Brano da leggere ▸
La rievocazione “Perché la memoria non venga meno …” della vita e delle opere di due sacerdoti diversamente intersecatesi con la  storica diocesi di Bobbio e la puntualizzazione sull’essenza della liturgia, hanno completato il convegno.
Benché piccola e di montagna, la diocesi di Bobbio ha saputo forgiare grandi personalità.

Il ricordo di mons. Elia Volpi

Le parole di mons. Marini sulla figura di mons. Elia Volpi, con lui seminarista a Bobbio (allora della sua storia non si parlava affatto), hanno fatto sì che fosse il “senso dell’Amicizia” il vero protagonista della celebrazione. Toccando il cuore dei presenti.
Come non appassionarsi immediatamente a un tal personaggio anche se così poco conosciuto in loco? Innata signorilità nel comportamento,  perenne orientamento alle cose spirituali così da suscitare scherzi dai compagni, capacità di saper scorgere con semplicità la presenza di Dio negli avvenimenti della vita tanto da appendere alla porta del suo studio in Brasile (dal 1978), ove fu padre spirituale del seminario.  Grazie a don Elia, che trasformò in un centro di spiritualità la piccola parrocchia di Casalporino (Bedonia), di cui fu parroco per 10 anni, il giovane Marini conobbe Annibale Bugnini, padre lazzarista da Roma, animatore della riforma liturgica voluta dal Concilio Vaticano II e da Paolo VI e incaricato di formare un nuovo Organismo. Il suo entusiasmo impressionò grandemente Marini. Inevitabile fu il contagio. Che lo portò a 23 anni ad essere assunto in Vaticano dove ha continuato per i successivi 56 a prestarvi servizio effettivo. Oltre all’amore per la Liturgia il futuro arcivescovo condivise con don Elia quello per il canto gregoriano, che li vide allievi, per specializzarvisi, per tre anni all’isola di San Giorgio nella laguna di Venezia.

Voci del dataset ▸

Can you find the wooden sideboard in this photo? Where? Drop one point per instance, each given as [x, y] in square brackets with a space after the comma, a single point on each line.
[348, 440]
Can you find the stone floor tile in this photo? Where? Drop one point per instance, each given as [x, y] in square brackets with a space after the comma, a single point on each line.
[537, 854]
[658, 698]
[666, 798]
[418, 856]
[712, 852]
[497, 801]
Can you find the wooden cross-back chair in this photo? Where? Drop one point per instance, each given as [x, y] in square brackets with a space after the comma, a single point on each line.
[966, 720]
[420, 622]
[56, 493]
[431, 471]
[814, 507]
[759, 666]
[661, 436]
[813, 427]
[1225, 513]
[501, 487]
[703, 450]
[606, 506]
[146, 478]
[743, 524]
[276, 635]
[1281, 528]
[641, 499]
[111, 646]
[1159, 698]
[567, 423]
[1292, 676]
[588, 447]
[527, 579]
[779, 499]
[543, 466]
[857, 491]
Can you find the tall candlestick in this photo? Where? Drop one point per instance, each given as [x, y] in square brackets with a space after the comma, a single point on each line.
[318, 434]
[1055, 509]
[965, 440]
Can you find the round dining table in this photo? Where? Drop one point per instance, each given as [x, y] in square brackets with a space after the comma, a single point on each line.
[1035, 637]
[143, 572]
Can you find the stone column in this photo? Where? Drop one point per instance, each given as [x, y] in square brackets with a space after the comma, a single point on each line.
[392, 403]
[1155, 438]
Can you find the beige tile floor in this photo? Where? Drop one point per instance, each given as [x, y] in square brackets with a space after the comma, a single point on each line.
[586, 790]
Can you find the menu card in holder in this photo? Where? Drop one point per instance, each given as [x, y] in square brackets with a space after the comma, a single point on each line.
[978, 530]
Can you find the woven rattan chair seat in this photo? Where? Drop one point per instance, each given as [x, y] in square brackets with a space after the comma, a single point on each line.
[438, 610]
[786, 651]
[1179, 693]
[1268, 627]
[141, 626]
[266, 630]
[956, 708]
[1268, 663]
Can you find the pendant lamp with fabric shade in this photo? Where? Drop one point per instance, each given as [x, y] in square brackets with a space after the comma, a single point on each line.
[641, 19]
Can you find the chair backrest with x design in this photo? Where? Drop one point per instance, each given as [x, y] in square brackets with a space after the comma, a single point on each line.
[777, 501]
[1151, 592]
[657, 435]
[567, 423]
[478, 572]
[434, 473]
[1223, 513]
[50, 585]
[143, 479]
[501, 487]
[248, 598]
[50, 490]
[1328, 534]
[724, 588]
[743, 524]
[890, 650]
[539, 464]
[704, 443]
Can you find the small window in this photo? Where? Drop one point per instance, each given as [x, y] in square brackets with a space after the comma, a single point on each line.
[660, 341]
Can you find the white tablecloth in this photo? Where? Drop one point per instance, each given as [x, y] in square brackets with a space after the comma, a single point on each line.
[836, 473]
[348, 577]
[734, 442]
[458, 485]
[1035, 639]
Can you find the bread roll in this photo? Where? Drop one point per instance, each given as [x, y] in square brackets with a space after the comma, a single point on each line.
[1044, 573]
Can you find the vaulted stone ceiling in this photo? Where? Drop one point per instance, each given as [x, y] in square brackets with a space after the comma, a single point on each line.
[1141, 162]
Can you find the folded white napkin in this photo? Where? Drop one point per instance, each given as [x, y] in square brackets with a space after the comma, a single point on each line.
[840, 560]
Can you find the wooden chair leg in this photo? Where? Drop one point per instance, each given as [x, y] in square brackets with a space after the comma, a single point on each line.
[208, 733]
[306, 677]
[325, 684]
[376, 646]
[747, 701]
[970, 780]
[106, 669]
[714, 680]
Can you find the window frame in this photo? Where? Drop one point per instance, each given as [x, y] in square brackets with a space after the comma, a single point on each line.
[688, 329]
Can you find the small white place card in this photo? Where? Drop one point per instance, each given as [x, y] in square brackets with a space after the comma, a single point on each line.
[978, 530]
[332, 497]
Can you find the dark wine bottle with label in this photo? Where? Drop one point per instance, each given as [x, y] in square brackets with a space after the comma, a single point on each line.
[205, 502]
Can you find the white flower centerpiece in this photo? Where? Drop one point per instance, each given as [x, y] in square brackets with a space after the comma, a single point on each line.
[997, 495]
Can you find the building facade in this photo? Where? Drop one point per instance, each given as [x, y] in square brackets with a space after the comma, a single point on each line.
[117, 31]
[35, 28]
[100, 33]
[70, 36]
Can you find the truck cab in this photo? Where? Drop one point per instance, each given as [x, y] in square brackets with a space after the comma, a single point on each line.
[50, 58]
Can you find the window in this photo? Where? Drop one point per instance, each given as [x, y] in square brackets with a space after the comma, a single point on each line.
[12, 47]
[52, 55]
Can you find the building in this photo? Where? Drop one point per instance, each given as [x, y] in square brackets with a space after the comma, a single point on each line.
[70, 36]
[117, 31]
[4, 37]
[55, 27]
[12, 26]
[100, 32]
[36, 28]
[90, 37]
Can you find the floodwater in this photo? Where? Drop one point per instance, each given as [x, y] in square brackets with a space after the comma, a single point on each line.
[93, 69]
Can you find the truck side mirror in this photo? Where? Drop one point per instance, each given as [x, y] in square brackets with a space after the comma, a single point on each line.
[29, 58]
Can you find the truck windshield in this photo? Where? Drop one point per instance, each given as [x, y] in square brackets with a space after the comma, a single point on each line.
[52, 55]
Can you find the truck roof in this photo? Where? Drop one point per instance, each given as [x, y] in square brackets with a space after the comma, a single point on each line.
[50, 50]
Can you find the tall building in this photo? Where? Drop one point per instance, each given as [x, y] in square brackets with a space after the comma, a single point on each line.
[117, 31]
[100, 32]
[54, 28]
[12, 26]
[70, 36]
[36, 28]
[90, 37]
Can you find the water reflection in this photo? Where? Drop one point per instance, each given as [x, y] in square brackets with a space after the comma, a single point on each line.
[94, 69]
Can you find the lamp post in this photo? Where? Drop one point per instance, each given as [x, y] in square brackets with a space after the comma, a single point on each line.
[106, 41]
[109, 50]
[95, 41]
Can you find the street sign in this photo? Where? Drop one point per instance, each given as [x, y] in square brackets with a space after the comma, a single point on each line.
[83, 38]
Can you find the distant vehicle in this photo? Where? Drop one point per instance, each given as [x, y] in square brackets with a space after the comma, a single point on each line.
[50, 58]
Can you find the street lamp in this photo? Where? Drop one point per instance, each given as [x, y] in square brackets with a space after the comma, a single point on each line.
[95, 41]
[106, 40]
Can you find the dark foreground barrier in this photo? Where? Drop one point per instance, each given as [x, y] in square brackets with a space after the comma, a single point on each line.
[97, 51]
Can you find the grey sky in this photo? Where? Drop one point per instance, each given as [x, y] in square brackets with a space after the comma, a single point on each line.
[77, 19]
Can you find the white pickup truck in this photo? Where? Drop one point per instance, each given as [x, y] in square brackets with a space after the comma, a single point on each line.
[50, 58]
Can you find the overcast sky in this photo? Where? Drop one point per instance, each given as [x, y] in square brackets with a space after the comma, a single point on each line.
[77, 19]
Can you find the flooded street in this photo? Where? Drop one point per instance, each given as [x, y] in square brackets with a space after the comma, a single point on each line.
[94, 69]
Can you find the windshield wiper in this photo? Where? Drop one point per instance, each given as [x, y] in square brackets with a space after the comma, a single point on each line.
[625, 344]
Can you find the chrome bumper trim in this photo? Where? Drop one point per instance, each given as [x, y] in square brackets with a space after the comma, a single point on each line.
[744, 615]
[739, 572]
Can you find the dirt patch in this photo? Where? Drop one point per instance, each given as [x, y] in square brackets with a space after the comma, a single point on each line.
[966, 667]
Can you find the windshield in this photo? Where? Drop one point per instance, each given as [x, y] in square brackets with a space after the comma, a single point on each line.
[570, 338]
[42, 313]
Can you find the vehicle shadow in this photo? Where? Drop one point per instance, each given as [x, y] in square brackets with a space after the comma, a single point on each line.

Consegna A ▸ Nel brano su mons. Elia Volpi, per quanti anni don Elia fu parroco di Casalporino?
Consegna B ▸ Riprendi il brano su mons. Elia Volpi subito dopo la sua ultima frase e prosegui il racconto.

Soluzione A ▸ Per 10 anni.

Soluzione B ▸
Anche i libri di don Primo Mazzolari, suggeriti da don Elia, suo parente, furono parte della formazione di Marini. Mons. Elia è stato chiamato al cielo lo scorso anno, portato via da Covid a 86 anni, in Brasile. A mons. Marini ha lasciato il ricordo della sentita amicizia, durata tutta la vita anche con un Oceano di mezzo, raccontata dall’arcivescovo con la seguente parabola: “Amore chiese a Amicizia: ma tu che ci stai a fare, se già ci sono io? Per portare un sorriso dove tu hai lasciato una lacrima”. E don Elia ha veramente fatto dono a mons. Marini del sorriso della sua amicizia.

Il ricordo di mons. Piero Coletto

L’altro personaggio ricordato, invece molto conosciuto e amato a Bobbio, è Mons. Piero Coletto, deceduto lo scorso aprile, a 91 anni. Ne ha tratteggiato la figura mons. Aldo Maggi.
Don Coletto arrivò a Bobbio nel ’53, appena ordinato sacerdote, per diventare segretario dello zio Vescovo Pietro Zuccarino.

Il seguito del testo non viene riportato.